We have proposed some solutions able to count vehicles located in parking lots. In particular, we introduced a detection-based approach able to localize and count vehicles from images taken by a smart camera, and another one from images captured by a drone.

We implemented several solutions based on Deep Learning approach and Convolutional Neural Networks (CNNs) to address the face recognition problem in different application scenarios. For example, we studied the problem of intrusion detection in a monitored environment, and we designed a system to automatically detect unauthorized accesses to a restricted environment by exploiting face recognition on the images acquired by a Raspberry Pi camera placed in front of the entrance of the monitored room. To this purpose, we collected an indoor face dataset that we used to perform our experiments. More details about the dataset can be found here.

We also have compared the recognition accuracy in performing the face recognition task by using the distance of facial landmarks and some CNN-based approaches. Facial landmarks are very important in forensics because they can be used as objective proof in trials, however, the recognition accuracy of these approaches is much lower than the ones based on Deep Learning.

Recently, with the MoDro project, we started to investigate the possibility to move the face recognition computation inside embedded devices such as a Raspberry Pi so that they autonomously can perform this task without the need to transmit the video stream to a remote server for the analysis.

Source data →
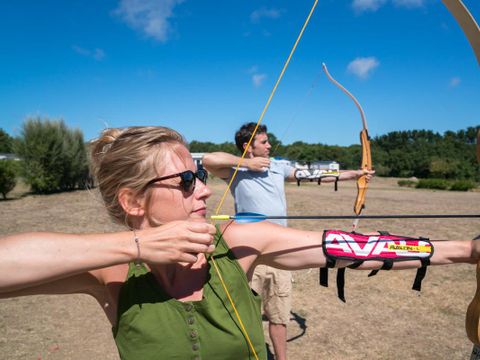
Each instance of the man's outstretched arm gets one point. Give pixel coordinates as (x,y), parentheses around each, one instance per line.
(220,163)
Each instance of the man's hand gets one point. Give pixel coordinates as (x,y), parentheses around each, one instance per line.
(257,163)
(369,174)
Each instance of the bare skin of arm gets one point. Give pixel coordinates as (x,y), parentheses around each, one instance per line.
(220,163)
(293,249)
(42,260)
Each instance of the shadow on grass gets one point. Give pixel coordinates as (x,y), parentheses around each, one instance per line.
(302,325)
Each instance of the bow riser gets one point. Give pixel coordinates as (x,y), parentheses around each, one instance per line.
(365,166)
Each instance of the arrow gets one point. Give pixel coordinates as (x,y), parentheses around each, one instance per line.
(249,217)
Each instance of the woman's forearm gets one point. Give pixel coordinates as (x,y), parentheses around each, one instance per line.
(30,259)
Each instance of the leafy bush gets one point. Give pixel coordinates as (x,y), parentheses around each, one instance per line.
(439,184)
(407,183)
(54,157)
(463,185)
(7,177)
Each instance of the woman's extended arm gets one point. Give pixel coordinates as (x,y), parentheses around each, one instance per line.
(32,259)
(293,249)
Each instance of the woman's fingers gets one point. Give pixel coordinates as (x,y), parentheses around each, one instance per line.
(178,241)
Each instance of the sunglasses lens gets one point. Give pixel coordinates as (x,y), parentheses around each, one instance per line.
(188,181)
(202,175)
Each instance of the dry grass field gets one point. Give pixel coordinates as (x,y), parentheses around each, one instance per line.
(382,318)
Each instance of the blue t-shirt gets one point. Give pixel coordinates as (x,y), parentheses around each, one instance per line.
(262,191)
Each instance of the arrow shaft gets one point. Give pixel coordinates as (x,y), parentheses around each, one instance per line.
(340,217)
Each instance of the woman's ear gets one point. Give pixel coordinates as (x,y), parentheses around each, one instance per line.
(249,150)
(132,204)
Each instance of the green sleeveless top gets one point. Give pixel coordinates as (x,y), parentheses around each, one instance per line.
(153,325)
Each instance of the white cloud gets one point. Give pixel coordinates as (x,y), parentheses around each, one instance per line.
(148,16)
(263,12)
(409,3)
(258,79)
(97,54)
(360,6)
(455,81)
(367,5)
(363,67)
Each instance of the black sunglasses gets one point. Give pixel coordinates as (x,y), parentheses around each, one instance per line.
(187,179)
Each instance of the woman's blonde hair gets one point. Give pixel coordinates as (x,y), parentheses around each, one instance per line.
(128,158)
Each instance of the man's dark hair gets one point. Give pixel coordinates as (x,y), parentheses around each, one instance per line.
(245,133)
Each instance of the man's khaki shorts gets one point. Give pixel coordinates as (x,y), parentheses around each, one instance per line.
(274,286)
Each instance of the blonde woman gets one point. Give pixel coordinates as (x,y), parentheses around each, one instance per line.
(165,298)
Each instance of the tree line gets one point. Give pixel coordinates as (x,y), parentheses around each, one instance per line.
(54,158)
(50,157)
(411,153)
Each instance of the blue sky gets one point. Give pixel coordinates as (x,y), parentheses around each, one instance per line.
(206,67)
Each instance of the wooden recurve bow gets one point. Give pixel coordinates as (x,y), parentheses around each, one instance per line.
(366,164)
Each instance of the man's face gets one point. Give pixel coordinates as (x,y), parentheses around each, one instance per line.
(261,147)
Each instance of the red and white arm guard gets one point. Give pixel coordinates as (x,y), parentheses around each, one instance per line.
(355,247)
(383,247)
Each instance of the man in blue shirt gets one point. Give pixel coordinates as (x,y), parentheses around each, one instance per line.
(259,186)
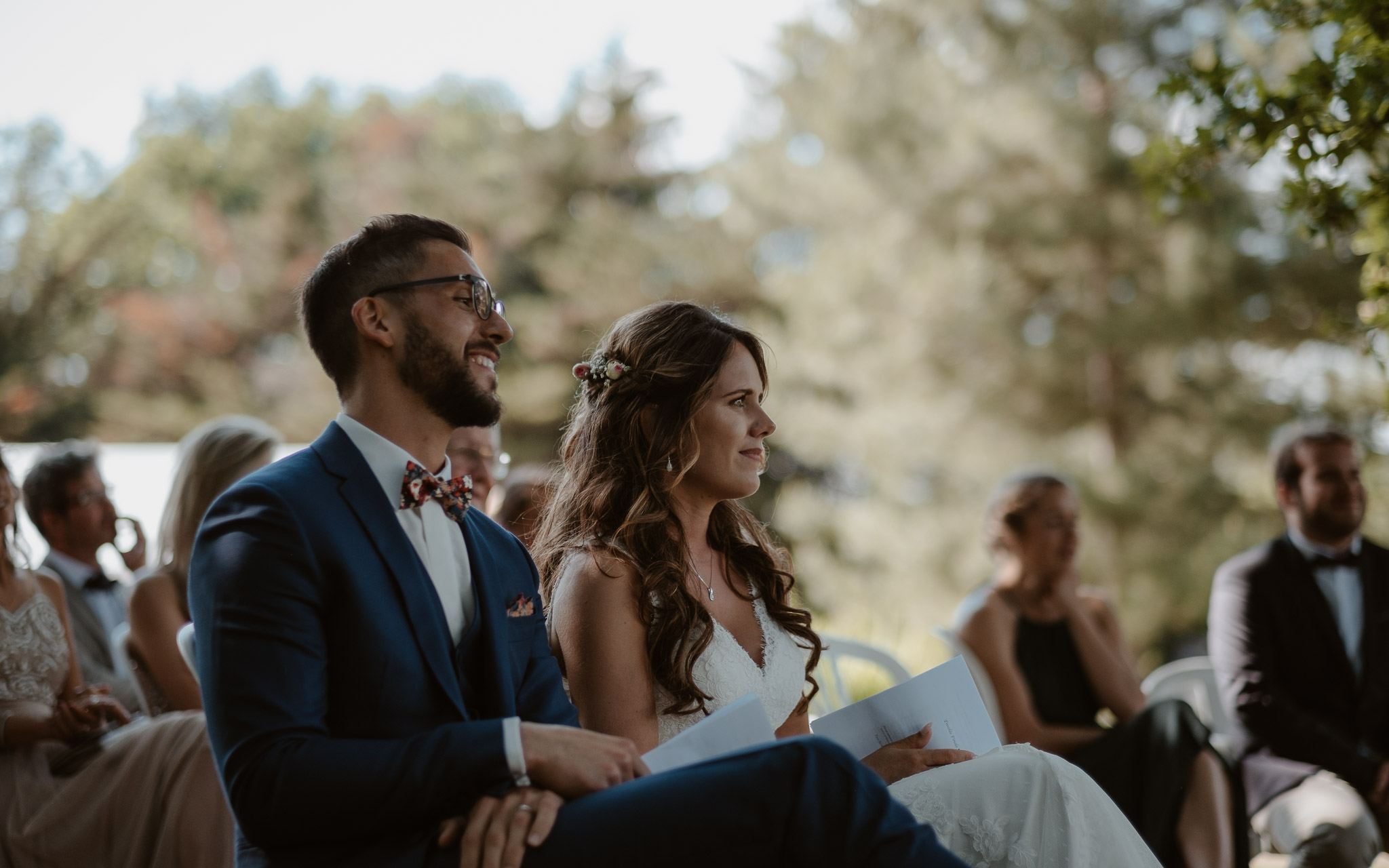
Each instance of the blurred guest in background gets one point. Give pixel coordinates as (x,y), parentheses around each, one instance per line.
(523,499)
(212,457)
(477,452)
(67,500)
(1057,657)
(1299,638)
(148,796)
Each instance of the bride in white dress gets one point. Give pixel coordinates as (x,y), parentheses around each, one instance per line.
(667,599)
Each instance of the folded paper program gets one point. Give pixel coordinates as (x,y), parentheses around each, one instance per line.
(737,726)
(945,696)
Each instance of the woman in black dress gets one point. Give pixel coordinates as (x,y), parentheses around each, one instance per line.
(1057,658)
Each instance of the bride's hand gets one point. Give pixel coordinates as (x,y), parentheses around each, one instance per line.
(910,756)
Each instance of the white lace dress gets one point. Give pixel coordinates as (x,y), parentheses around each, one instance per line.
(152,800)
(1015,806)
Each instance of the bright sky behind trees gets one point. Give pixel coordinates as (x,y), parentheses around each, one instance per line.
(90,66)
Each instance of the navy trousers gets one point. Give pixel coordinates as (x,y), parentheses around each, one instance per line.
(803,802)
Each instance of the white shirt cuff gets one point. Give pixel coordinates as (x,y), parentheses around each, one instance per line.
(511,745)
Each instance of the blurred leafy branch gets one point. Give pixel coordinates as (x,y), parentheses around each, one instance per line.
(1302,85)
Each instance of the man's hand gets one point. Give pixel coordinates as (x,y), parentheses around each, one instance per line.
(135,557)
(574,762)
(910,756)
(498,831)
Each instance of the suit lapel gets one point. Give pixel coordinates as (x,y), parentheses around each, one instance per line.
(363,494)
(490,617)
(1308,597)
(85,620)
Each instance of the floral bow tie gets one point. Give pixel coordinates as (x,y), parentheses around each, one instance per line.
(420,485)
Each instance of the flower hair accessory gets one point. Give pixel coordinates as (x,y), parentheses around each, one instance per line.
(599,370)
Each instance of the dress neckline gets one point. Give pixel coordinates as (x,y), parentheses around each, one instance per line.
(18,610)
(762,629)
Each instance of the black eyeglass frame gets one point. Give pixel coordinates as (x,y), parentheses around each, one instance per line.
(484,298)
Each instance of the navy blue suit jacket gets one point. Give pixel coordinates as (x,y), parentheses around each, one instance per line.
(334,695)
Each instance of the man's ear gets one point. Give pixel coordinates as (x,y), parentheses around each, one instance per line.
(377,321)
(43,523)
(1287,496)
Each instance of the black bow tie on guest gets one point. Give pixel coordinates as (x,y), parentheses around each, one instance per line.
(99,583)
(1345,559)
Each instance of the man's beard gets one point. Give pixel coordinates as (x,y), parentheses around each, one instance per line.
(1331,526)
(432,371)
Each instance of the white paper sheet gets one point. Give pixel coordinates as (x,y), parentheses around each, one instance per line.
(737,726)
(945,698)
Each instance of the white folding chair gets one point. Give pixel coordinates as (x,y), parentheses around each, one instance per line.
(185,648)
(834,693)
(1194,679)
(121,650)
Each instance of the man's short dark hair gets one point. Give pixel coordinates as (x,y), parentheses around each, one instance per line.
(1287,439)
(46,484)
(387,250)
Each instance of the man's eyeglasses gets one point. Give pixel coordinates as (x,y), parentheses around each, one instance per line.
(484,300)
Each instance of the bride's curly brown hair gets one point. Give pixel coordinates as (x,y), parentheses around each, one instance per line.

Given task 1 → List every device that the text on vehicle counting and face recognition names as taking or acquiring images.
Given task 2 → Put the stretch of the listing from the line containing "Each instance of the white folding" through the end of the listing into a JSON list of strings, one string per line, with blank lines left out.

Worked solution 1 →
- smart camera
- drone
- Raspberry Pi camera

Worked solution 2 →
[
  "Each instance of the white folding chair gets one point. Give pixel coordinates as (x,y), parentheses around each, one instance per line.",
  "(185,648)",
  "(834,693)",
  "(1194,679)",
  "(121,650)",
  "Each instance of the man's short dark hair gets one point. Give pixel coordinates as (x,y), parentheses around each, one instance per line.",
  "(1287,439)",
  "(46,484)",
  "(387,250)",
  "Each instance of the man's eyeglasses gets one point. Give pixel coordinates as (x,y), parentheses around each, one instance per line.",
  "(484,300)",
  "Each instance of the bride's curly brown hair gets one point. Give pixel coordinates as (x,y), parentheses around each, one instance per line."
]